> [DIRECTIONS]:
**1.** Answer these questions using the passage on belt drive systems:
(a) What is the robotic cartridge gripping mechanism often called?
(b) What do two or more automated storage libraries do through a cross-link mechanism?
(c) What may suffer if the belt tension varies from a desired value?
**2.** Resume the passage on belt drive systems, picking up right after its final sentence.

These and other methods of determining and adjusting tension in a belt system require external tools and access to the belt drive system. For example, force meters and one skilled in measuring tension of the belt in the belt system may be needed. Additionally, access to the midpoint of the belt span may be needed and various portions of the housing or surrounding system may need to be removed to allow such access for measuring and adjusting the tension to a desired value.
One exemplary technology area that uses belt drive systems includes automated storage libraries. Automated storage libraries generally include a housing having plurality of storage bins or slots for holding storage devices (such as magnetic or optical devices), a robotic cartridge gripping mechanism (often referred to as a “picker”), and one or more media drives. The robotic picker may be controlled to select a specific storage device from the library and transfer the storage device between a storage slot and a media drive within seconds. The robotic picker typically includes a gripper or hand mechanism positioned on the robotic picker. The robotic picker may position the gripper near a desired storage device and activate the gripper to engage or grip the storage device to remove the storage device from the storage bin. The robotic arm may move the gripper and storage device to a location to load the storage device into a media drive, load port (for adding or removing storage devices from the library), and the like.
Multiple automated storage libraries may be placed near each other and coupled through a cross-link mechanism, whereby two or more automated storage libraries exchange storage devices. For example, a cross-link mechanism may include a picker mechanism or pocket driven by a belt drive system, which cooperates with the library system picker to selectively transport storage cartridges from one storage library to another.
Generally, the picker mechanism associated with the cross-link mechanism desirably moves with a fairly high degree of precision and repeatability to access and transport storage devices. The operation and precision of the cross-link mechanism may be improved by ensuring that the belt driving the picker mechanism has a tension value within desired tolerances, and that the belt tension value remain substantially constant over time. For example, if the tension varies from a desired value, the precision of the cross-link mechanism may suffer as well as the life of the belt drive system associated with the cross-link mechanism. Accordingly, the tension in the belt is desirably set upon installation and easily measured and adjusted over time to remain within desired tolerances.

(Records from a data source)
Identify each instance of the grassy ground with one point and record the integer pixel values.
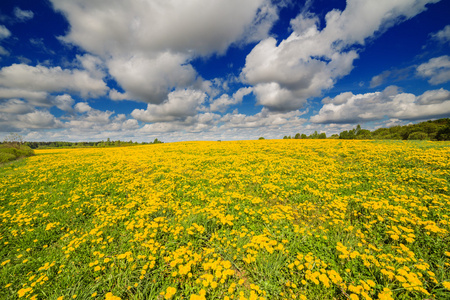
(269, 219)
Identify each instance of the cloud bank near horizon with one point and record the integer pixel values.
(145, 52)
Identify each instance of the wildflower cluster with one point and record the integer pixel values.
(286, 219)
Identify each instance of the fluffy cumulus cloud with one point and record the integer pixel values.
(64, 102)
(222, 103)
(360, 108)
(179, 105)
(149, 79)
(147, 45)
(436, 69)
(23, 15)
(15, 106)
(4, 32)
(310, 60)
(24, 78)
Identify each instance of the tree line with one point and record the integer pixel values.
(107, 143)
(437, 130)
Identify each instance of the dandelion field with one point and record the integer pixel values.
(268, 219)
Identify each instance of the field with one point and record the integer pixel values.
(269, 219)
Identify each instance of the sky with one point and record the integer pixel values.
(185, 70)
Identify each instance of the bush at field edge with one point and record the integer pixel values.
(13, 152)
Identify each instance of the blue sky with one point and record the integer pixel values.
(179, 70)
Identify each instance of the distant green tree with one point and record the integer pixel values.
(443, 134)
(418, 135)
(315, 135)
(13, 140)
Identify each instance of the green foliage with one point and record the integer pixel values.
(418, 135)
(10, 152)
(430, 130)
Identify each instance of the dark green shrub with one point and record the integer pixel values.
(418, 135)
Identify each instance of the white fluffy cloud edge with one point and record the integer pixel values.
(147, 52)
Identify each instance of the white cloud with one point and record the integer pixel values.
(117, 27)
(379, 79)
(179, 105)
(38, 119)
(442, 36)
(55, 79)
(350, 108)
(82, 107)
(436, 69)
(3, 51)
(149, 79)
(223, 102)
(433, 97)
(311, 60)
(147, 45)
(4, 32)
(15, 106)
(23, 15)
(33, 96)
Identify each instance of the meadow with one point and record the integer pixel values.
(266, 219)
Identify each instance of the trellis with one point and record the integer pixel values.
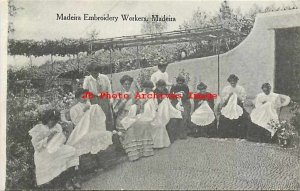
(71, 46)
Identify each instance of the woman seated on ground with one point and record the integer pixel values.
(133, 120)
(165, 113)
(266, 109)
(184, 105)
(234, 119)
(89, 134)
(52, 156)
(203, 120)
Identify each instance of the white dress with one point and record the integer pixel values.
(263, 113)
(232, 110)
(164, 113)
(158, 75)
(90, 134)
(51, 157)
(203, 115)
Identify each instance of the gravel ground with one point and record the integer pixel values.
(206, 164)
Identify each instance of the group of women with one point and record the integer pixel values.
(146, 124)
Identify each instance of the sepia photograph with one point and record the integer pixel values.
(150, 95)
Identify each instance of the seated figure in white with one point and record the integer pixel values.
(267, 105)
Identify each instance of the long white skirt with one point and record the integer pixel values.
(90, 135)
(159, 132)
(50, 165)
(263, 115)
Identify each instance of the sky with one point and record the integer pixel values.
(37, 18)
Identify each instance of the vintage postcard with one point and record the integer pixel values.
(150, 95)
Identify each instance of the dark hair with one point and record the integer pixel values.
(180, 78)
(161, 83)
(126, 78)
(148, 84)
(266, 85)
(201, 86)
(92, 67)
(232, 77)
(49, 115)
(80, 91)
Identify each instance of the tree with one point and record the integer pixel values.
(199, 19)
(152, 27)
(12, 12)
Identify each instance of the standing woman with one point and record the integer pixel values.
(98, 83)
(234, 119)
(203, 120)
(136, 136)
(266, 109)
(183, 104)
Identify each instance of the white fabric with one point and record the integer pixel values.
(238, 90)
(159, 132)
(57, 140)
(96, 86)
(232, 110)
(179, 105)
(76, 112)
(149, 111)
(203, 115)
(50, 165)
(158, 75)
(130, 118)
(148, 114)
(90, 133)
(263, 113)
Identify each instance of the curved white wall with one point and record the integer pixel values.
(253, 60)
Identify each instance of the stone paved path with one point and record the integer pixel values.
(207, 164)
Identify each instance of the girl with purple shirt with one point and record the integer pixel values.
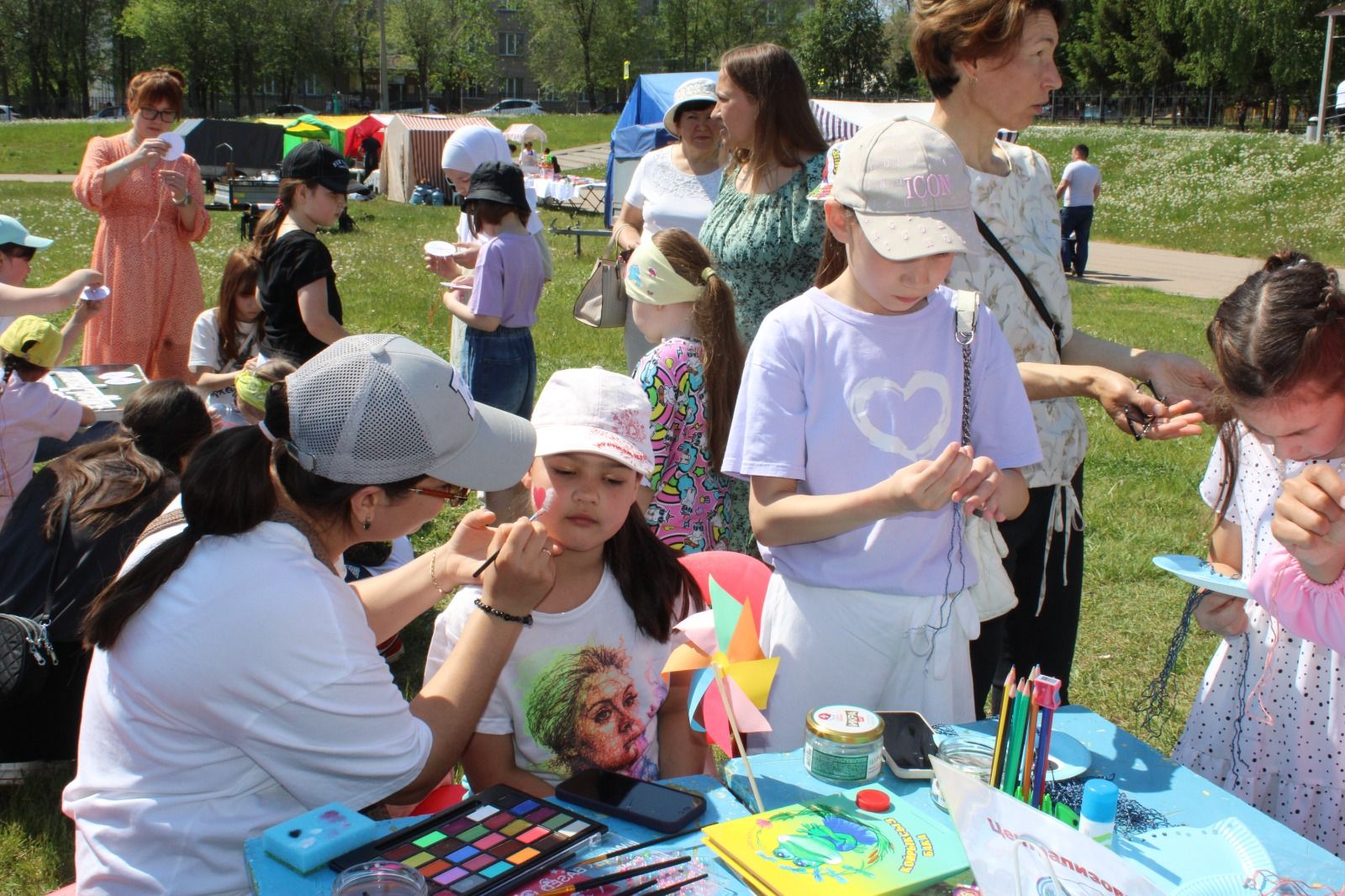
(499, 362)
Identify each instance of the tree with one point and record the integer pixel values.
(842, 47)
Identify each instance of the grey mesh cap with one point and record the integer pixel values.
(378, 408)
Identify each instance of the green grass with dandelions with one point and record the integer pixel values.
(1141, 498)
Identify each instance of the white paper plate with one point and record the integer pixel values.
(175, 145)
(1195, 571)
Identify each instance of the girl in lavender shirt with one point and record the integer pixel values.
(498, 356)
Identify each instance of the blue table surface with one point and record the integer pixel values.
(1141, 771)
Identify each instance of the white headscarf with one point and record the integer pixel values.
(475, 145)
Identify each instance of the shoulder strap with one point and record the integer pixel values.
(1024, 282)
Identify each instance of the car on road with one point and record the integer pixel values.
(109, 113)
(513, 108)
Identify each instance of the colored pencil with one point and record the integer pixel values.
(615, 878)
(995, 768)
(636, 846)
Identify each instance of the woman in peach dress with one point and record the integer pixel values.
(150, 213)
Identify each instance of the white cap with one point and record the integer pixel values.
(378, 408)
(596, 412)
(907, 183)
(693, 91)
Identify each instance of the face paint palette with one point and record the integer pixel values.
(486, 845)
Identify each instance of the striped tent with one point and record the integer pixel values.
(414, 147)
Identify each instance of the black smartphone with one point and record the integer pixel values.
(908, 744)
(643, 802)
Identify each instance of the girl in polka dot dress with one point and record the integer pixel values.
(1266, 721)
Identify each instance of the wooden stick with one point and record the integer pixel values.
(737, 737)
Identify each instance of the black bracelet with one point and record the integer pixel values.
(501, 614)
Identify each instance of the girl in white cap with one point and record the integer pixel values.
(851, 424)
(584, 688)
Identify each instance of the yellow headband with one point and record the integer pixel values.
(651, 279)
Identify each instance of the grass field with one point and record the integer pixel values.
(1141, 498)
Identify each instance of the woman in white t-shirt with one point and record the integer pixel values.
(674, 186)
(235, 680)
(224, 340)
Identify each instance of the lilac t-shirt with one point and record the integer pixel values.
(509, 280)
(840, 400)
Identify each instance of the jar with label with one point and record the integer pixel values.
(844, 746)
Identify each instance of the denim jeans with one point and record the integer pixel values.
(501, 367)
(1075, 224)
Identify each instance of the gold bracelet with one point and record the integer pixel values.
(434, 579)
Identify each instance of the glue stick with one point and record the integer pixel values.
(1098, 813)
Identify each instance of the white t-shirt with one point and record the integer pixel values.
(205, 353)
(248, 690)
(840, 400)
(582, 689)
(670, 198)
(1082, 179)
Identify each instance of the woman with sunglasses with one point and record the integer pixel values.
(235, 683)
(150, 212)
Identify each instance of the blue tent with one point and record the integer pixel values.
(641, 128)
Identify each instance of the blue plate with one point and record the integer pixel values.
(1195, 571)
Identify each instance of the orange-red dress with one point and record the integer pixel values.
(148, 261)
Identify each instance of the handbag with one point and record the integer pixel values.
(993, 593)
(602, 302)
(26, 650)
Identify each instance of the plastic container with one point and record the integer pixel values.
(968, 755)
(844, 746)
(1098, 813)
(380, 878)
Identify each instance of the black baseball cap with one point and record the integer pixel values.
(315, 161)
(498, 182)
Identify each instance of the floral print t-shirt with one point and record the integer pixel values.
(692, 503)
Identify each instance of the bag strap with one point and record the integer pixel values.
(1056, 331)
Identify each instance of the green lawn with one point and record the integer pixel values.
(1141, 498)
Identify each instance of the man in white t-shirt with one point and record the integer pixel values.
(1080, 183)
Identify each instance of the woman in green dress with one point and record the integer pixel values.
(763, 232)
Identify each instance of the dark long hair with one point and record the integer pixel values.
(717, 329)
(656, 586)
(226, 490)
(105, 481)
(1279, 329)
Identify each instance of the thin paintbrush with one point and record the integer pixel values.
(541, 509)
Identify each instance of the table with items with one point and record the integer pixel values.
(1183, 833)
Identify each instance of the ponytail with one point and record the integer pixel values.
(656, 586)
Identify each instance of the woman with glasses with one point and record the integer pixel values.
(150, 213)
(235, 680)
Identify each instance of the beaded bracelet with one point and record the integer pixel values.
(501, 614)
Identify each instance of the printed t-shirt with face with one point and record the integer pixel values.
(582, 689)
(841, 400)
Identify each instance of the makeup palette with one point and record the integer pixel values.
(486, 845)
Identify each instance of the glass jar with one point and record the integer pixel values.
(380, 878)
(970, 755)
(844, 746)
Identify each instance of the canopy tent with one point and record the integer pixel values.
(641, 128)
(214, 143)
(522, 132)
(367, 127)
(414, 150)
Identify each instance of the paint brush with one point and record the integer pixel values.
(542, 501)
(636, 846)
(593, 883)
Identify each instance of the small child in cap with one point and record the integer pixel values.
(849, 425)
(29, 409)
(583, 688)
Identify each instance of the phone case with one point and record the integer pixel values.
(667, 825)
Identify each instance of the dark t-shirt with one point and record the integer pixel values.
(293, 261)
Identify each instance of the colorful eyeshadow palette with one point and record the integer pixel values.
(486, 845)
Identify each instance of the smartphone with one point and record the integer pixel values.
(908, 744)
(643, 802)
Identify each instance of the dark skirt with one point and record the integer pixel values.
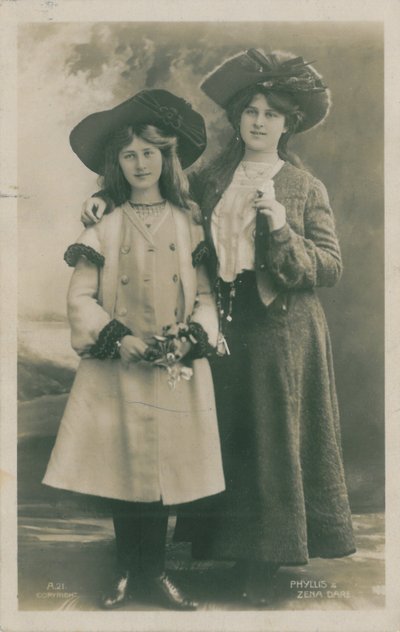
(286, 497)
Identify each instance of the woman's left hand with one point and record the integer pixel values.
(273, 210)
(182, 348)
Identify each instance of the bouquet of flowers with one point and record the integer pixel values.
(164, 352)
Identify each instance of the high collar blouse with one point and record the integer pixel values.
(234, 218)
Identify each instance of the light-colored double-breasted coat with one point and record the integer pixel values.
(125, 433)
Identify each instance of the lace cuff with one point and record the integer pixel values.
(200, 253)
(108, 342)
(75, 251)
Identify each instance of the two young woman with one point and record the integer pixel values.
(270, 242)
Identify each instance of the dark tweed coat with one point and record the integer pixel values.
(286, 497)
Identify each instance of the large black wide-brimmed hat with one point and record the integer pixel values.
(279, 72)
(161, 108)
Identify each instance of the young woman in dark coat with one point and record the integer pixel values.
(270, 243)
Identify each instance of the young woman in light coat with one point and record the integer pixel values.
(126, 435)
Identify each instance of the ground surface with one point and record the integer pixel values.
(64, 564)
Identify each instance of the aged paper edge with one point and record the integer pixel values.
(14, 12)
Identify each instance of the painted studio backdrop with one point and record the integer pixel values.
(69, 70)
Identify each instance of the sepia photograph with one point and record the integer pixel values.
(201, 427)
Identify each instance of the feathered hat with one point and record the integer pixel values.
(280, 72)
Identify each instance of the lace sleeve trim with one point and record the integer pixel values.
(107, 345)
(200, 253)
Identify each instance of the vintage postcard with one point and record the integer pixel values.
(261, 494)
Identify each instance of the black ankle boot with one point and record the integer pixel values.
(118, 592)
(170, 596)
(258, 586)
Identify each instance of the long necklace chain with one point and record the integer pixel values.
(253, 173)
(148, 211)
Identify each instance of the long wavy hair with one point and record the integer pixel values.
(224, 165)
(173, 182)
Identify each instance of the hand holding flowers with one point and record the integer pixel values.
(168, 350)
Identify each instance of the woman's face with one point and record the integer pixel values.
(141, 164)
(261, 126)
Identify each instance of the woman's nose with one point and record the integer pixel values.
(140, 162)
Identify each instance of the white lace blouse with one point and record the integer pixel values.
(234, 218)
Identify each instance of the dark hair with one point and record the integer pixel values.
(173, 183)
(224, 165)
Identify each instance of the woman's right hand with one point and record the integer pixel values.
(132, 349)
(92, 211)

> [RESPONSES TO THE TASKS]:
**1.**
(a) A "picker."
(b) They exchange storage devices.
(c) The precision of the cross-link mechanism and the life of the belt drive system associated with it.

**2.**
BRIEF SUMMARY

In one example described herein, a belt tensioning device is provided. The belt tensioning device includes a pulley, a biasing member, and an indicator. The biasing member (e.g., a spring or the like) is adapted to bias the pulley toward a biased position. The indicator is associated with the position of the pulley and varies according to the relative position of the pulley to the biased position. For example, increased tension from a belt acting on the pulley displaces the pulley away from the biased position, against the biasing force. The indicator varies according to the relative position of the pulley from the biased position and may thereby be correlated to the tension in the belt system. The belt tensioning device, including, for example, the biasing member, pulley, and indicator, may be configured for particular belt drive systems and desired belt tension values.
The indicator may be configured to indicate a desired tension or may be graduated to indicate various tension values. The indicator may include various suitable elements to visually indicate the displacement of the pulley (or other relatively moving portions of the belt tensioning device which may be correlated to tension in the belt system). For example, various indicia, markings, windows, or other suitable visual cues associated with various positions of relatively moving portions of the belt tensioning device may be used to indicate tension in the belt system.
In another aspect described herein, a cross-link mechanism for transferring storage devices between two or more automated storage libraries is provided. In one example, the cross-link mechanism includes a belt spanning between two or more pulleys and a belt tensioning device. The belt tensioning device may include a first pulley, a biasing member coupled to the first pulley to bias the pulley in a biased position, and an indicator associated with the pulley, wherein the pulley is configured such that tension in the belt displaces the first pulley away from the biased position, and the indicator varies according to the displacement of the first pulley.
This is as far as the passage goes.